• **TASK OBJECTIVE**:
Exactly the lines from the one containing "of the small" through the end of the listing should be written out, both ends included, and nothing more.

• **MATERIAL FOR THE TASK**:
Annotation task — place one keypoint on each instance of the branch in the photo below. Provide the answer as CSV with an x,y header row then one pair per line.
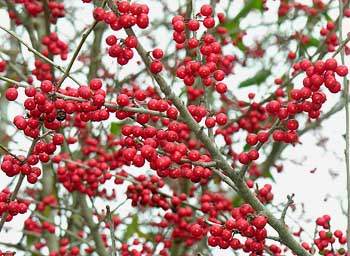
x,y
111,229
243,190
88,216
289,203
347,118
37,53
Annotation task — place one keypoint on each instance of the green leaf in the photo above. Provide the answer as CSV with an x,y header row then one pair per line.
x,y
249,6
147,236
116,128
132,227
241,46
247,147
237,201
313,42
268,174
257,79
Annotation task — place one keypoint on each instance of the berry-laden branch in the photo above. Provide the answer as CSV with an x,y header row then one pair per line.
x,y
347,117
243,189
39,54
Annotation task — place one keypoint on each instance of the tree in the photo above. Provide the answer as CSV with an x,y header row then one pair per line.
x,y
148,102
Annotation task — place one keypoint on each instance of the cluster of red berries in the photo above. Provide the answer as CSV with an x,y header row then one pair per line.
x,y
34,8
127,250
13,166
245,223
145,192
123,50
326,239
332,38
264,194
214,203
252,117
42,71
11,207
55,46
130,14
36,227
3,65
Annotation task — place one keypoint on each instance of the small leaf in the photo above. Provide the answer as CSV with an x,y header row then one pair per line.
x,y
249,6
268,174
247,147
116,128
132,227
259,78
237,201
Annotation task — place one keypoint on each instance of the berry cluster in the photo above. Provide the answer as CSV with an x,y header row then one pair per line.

• **EXERCISE ANSWER**:
Annotation task — place one keypoint on each instance of the small leaf in the photo above. Provide the answer as CSV with an x,y header row then one pair per line.
x,y
249,6
268,174
247,147
116,128
132,227
259,78
237,201
Annotation task — place one keypoint on each instance of the berry cluster in the photo above. Provide the answer as CSV with an x,y header row then one pair per line.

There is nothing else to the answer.